* **What to work on**
Copy each line of the records that includes "blossom".

* **Exercise materials**
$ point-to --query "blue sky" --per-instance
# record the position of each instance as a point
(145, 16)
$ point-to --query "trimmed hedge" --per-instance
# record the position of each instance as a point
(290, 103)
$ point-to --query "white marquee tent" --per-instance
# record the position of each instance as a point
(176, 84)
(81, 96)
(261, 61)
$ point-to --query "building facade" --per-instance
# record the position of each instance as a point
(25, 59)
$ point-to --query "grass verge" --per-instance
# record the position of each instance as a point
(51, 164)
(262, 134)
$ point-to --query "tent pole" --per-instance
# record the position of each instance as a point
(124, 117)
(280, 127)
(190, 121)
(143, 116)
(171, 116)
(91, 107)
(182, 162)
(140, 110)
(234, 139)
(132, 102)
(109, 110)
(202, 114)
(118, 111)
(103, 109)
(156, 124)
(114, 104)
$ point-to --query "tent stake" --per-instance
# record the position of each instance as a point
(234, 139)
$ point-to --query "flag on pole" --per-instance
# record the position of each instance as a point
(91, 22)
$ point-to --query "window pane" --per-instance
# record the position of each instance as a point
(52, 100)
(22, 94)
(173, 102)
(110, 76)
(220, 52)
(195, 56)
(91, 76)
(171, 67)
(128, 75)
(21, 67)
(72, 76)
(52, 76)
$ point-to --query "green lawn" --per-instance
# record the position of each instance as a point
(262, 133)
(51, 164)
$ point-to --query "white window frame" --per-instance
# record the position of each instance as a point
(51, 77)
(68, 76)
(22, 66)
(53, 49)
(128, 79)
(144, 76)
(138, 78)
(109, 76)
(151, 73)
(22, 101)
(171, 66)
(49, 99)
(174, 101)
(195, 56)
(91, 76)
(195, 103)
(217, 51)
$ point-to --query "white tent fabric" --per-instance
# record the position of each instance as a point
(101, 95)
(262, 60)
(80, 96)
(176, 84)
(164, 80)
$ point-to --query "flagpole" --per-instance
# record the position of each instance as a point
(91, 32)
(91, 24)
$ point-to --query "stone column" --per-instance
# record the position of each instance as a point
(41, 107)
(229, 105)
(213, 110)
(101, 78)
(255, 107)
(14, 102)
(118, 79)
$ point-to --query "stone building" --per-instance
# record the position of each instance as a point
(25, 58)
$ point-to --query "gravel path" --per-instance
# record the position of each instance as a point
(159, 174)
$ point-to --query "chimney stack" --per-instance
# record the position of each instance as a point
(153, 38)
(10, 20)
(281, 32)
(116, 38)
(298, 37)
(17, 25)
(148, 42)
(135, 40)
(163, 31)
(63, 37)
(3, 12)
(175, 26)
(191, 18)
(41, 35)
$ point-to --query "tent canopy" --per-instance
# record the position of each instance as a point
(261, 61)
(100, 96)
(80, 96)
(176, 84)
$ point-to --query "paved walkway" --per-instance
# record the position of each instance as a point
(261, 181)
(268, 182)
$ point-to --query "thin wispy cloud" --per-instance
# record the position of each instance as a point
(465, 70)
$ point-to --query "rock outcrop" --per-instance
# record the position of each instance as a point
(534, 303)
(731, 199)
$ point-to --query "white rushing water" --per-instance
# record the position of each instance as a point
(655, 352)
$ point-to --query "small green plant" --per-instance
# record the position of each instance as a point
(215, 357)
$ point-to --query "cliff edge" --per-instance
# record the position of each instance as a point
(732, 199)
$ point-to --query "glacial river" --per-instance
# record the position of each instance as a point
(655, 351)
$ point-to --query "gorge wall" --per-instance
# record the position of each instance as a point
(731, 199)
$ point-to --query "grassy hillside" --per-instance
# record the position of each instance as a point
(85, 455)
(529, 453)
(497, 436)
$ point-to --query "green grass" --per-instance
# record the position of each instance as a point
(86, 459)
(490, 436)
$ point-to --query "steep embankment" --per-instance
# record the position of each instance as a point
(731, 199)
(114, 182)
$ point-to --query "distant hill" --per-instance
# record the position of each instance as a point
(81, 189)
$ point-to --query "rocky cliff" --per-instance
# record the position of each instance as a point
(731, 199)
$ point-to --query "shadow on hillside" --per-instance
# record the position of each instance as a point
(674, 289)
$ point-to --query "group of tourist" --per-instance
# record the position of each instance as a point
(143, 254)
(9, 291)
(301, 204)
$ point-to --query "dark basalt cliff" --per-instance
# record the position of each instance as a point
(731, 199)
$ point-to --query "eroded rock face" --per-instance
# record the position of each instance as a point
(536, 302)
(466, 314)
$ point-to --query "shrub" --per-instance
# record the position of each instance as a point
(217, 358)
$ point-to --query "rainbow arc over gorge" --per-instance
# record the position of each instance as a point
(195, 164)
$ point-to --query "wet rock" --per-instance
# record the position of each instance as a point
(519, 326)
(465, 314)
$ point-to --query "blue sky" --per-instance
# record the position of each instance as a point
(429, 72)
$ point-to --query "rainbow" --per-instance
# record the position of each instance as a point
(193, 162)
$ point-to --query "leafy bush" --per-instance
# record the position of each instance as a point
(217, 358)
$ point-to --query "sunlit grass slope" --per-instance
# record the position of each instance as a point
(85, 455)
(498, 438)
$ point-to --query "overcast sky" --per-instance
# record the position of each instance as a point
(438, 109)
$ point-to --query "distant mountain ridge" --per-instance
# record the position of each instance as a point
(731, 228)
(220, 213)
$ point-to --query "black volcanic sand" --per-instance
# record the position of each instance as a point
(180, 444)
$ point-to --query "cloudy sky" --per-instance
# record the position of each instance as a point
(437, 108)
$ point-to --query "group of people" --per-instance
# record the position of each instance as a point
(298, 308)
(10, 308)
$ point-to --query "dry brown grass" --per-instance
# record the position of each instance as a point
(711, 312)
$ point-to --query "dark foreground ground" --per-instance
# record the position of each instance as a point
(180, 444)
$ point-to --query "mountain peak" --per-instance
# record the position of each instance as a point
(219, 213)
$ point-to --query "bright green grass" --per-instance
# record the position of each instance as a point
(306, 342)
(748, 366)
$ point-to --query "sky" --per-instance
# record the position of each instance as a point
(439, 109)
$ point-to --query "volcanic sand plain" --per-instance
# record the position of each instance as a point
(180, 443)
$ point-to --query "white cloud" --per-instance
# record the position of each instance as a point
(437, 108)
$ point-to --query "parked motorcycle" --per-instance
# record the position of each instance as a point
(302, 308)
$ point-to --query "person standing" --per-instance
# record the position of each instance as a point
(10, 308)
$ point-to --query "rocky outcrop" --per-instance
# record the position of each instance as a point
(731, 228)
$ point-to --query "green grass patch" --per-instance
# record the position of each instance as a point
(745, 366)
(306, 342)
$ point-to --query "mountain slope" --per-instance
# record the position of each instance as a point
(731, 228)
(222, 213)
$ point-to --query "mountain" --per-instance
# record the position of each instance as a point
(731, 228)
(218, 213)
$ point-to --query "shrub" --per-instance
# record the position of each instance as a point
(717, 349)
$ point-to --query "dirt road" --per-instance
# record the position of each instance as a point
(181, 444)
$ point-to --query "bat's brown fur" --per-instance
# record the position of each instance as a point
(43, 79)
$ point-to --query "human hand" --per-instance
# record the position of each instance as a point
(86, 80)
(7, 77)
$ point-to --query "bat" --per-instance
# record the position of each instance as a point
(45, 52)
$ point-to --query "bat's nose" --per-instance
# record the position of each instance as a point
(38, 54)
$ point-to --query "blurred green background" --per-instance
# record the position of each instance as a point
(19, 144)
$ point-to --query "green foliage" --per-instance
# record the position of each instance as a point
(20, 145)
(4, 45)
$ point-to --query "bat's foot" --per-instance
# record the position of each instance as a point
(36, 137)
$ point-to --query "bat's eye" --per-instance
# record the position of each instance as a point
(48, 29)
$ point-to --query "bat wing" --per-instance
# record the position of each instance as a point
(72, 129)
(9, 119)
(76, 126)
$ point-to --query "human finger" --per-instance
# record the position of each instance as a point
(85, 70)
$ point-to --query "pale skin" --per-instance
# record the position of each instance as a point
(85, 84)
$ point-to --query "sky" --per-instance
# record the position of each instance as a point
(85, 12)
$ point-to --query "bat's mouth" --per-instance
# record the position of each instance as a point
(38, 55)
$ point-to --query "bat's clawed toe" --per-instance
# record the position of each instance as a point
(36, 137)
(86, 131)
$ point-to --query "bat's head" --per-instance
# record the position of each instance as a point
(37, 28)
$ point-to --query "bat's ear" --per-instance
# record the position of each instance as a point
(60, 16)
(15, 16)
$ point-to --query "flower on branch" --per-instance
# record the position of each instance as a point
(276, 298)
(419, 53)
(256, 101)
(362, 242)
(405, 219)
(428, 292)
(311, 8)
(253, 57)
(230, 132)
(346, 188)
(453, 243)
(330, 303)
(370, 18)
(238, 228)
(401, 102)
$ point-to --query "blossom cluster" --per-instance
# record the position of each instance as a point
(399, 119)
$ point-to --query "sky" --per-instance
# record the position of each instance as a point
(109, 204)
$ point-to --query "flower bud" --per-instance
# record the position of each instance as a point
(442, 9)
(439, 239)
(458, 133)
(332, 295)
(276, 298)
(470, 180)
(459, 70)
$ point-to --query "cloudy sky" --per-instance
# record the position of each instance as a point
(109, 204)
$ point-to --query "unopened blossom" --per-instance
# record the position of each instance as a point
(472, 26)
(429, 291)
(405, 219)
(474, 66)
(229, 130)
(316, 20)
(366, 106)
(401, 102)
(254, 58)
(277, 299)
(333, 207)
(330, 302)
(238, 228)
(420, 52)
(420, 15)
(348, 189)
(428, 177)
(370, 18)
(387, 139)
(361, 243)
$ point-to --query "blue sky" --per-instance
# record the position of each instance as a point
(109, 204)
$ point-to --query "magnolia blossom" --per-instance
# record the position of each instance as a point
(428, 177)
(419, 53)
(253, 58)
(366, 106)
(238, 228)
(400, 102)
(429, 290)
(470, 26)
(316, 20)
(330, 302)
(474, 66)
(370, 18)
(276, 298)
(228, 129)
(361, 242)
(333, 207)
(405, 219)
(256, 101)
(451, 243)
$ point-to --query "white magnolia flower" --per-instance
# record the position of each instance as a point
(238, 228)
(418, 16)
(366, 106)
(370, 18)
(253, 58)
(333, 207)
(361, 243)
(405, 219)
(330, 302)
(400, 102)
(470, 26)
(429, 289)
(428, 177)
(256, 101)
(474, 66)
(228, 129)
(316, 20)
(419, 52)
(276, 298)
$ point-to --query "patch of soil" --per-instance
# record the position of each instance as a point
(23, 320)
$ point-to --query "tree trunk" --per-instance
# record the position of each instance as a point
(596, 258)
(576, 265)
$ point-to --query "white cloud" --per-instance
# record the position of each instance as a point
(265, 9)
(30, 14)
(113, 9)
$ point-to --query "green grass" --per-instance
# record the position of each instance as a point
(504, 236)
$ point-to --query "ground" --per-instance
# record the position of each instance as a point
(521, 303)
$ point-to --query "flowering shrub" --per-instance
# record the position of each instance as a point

* **Exercise answer**
$ point-to --query "blossom cluster" --per-instance
$ point-to --query "unopened blossom" --per-instance
$ point-to --query "magnolia blossom" --per-instance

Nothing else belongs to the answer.